__To do__:
A. Answer these questions using the article on recognizing patterns in trading:
(i) What does the article name as the dominant pattern for a child's height?
(ii) What did many people call for in 2023 and beyond?
(iii) Which quotation from Milton Friedman does the article give?
B. Carry on the article on recognizing patterns in trading from the point where it stops.

BEGIN Passage to read

Understanding Patterns: Key Rule for Successful Trading
How Recognizing Dominant Patterns in the Market will Improve Your Trading Decisions
Understanding patterns is a crucial skill that is often overlooked in the education system. The lack of emphasis on recognizing patterns can result in significant waste and misuse of valuable resources. To illustrate this point, let’s explore an example that highlights the importance of comprehending patterns.
Understanding Patterns in Everyday Life: Recognizing the Dominant Pattern
It is a pearl of “common” wisdom that exercise and good nutrition are the cornerstones of growing up healthy as a child. And of course, they are, but just because you play basketball and eat well – odds are that you will not grow too much taller than your parents.
Nutrition and physical activity in the development of the body are essential, but the dominant pattern for height is the height of the parents (genetics). While severe malnutrition can cause stunted growth in children, changes in their nutrition levels – whether positive or negative – typically do not affect their height in the majority of cases..
Understanding patterns is key to accurate pattern interpretation. While patterns are generally true, they’re only true on average.
Genetics remains the dominant pattern for determining height, while all other factors are secondary. Of course, there could be exceptions where children grow a lot taller than their parents. However, in large populations such as towns or counties, children, on average, will be approximately as tall as their parents, regardless of the county’s wealth, location in Florida or Alaska.
So, playing basketball will not make you taller – playing sport, in general, might help, but it does not need to be basketball and do not expect miracles just because you suddenly become more active.
Miracles can happen, but it would be foolish to expect them.
Understanding patterns in the markets. Dominant pattern: money supply impacts inflation
Returning to finance, the high inflation of 2022 made most investors temporarily insane at the end of 2022, and many people were calling for double-digit inflation in 2023 and beyond.
What was the reasoning behind many of those extreme predictions. The common logic of ‘if something gets broken, it might never get While it’s true that some things remain unfixed once broken, there are also instances where repairs are made – although they may be temporary. Our experience shows that broken items usually receive attention and get fixed, providing temporary relief.
In the words of Milton Friedman,
“Inflation is always and everywhere a monetary phenomenon.”
To put it another way – the dominant pattern/predictor for future inflation is money in circulation! It is not past inflation, what people are afraid of or think it might be, but money is in circulation!

END Passage to read
BEGIN Information shown

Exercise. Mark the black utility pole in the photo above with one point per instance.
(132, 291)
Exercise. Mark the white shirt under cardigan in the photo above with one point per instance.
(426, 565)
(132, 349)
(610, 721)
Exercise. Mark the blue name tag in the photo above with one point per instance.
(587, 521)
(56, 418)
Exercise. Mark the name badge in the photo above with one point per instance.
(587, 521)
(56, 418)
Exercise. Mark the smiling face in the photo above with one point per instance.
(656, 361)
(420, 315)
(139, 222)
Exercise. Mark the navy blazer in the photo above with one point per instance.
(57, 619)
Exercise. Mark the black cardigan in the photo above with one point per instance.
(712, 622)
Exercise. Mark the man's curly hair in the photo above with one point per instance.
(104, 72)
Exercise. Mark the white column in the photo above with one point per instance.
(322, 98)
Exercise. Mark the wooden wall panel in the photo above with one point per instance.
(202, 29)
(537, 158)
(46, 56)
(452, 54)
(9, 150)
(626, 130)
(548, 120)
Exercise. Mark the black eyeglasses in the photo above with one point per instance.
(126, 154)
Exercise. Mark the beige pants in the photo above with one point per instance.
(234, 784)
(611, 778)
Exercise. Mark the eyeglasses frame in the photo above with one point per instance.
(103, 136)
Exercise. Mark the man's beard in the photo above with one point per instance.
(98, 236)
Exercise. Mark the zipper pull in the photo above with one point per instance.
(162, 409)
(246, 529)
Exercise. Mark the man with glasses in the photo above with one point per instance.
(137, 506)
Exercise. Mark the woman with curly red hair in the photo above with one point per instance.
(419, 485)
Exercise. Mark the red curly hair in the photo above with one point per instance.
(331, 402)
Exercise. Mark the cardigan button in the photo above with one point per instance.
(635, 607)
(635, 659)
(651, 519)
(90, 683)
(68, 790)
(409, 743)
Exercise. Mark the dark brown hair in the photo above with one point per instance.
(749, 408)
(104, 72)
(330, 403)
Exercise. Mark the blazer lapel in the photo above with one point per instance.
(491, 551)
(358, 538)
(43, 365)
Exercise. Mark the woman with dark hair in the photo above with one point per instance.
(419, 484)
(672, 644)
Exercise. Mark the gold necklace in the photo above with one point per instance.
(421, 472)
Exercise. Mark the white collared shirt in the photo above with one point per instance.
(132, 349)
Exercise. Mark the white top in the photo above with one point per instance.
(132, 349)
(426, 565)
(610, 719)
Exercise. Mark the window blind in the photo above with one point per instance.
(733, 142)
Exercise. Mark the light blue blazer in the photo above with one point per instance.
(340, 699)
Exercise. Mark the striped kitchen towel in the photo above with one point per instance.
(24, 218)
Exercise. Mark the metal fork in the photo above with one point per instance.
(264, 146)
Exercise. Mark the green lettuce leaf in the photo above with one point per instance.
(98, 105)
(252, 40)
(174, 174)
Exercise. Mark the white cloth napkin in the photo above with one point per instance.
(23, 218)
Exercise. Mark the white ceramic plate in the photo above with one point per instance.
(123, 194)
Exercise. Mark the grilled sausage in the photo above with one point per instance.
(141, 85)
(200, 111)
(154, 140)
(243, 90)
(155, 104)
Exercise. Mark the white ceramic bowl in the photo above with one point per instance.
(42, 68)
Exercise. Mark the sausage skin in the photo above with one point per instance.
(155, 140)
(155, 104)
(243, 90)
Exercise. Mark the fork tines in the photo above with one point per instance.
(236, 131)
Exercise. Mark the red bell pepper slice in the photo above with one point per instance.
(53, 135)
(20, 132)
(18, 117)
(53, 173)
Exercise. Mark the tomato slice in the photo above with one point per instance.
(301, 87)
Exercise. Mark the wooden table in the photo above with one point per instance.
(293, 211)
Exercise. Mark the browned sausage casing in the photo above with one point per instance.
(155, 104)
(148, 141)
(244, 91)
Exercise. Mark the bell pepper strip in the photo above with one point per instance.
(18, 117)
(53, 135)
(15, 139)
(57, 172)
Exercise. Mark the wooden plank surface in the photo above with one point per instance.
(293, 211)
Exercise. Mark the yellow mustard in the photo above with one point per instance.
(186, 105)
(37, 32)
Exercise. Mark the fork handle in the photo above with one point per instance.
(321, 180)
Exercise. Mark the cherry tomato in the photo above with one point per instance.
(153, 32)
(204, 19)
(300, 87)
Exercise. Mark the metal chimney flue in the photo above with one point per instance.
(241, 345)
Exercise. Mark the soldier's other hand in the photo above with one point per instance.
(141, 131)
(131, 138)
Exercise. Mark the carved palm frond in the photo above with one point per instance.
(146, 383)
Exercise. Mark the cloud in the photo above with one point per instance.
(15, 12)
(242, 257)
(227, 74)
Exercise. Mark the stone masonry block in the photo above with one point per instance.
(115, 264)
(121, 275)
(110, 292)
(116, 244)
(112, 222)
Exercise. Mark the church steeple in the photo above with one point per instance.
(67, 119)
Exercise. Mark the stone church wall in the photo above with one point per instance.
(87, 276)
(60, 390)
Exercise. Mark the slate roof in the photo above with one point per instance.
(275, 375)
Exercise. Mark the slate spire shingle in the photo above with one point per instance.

END Information shown

__Activity answers__:
A.
(i) The height of the parents (genetics).
(ii) Double-digit inflation.
(iii) "Inflation is always and everywhere a monetary phenomenon."

B.
As we pointed out in the article US inflation in 2023 at 1,3%? Is the Fed wrong again? our monetary model predicted very balmy inflation for 2023. And while inflation is still relatively high, it is much lower than most people expected.
Just like the allegory of weight – the dominant pattern for predicting your future weight loss or gain is not whether you have gained or lost recently. It is if you are in a caloric deficit. If you are in a caloric deficit – you will lose weight. It does not matter how much you have gained recently… Isn’t that obvious? To believe the opposite is childish.
In November of 2022, our monetary model for 2023 was pointing to a money deficit; hence we predicted the US would lose inflation or, as Mr. Powell called it – disinflation.
US Equities Markets and the dominant pattern for successful trading/investing
Now let’s focus on our favorite sector – US equity markets. The dominant pattern in successful investing seems to be
“Be greedy when others are fearful and fearful when others are greedy”
As we wrote in one of our previous articles, Economic outlook for 2023: Don’t forget your Sun Screen, shallow consumer expectations made us consider that market most likely will go up in 2023.
Yes, you read that right – if all the talking heads on TV tell you to sell, you should buy. And if they tell you to buy, then…well, you should do the opposite.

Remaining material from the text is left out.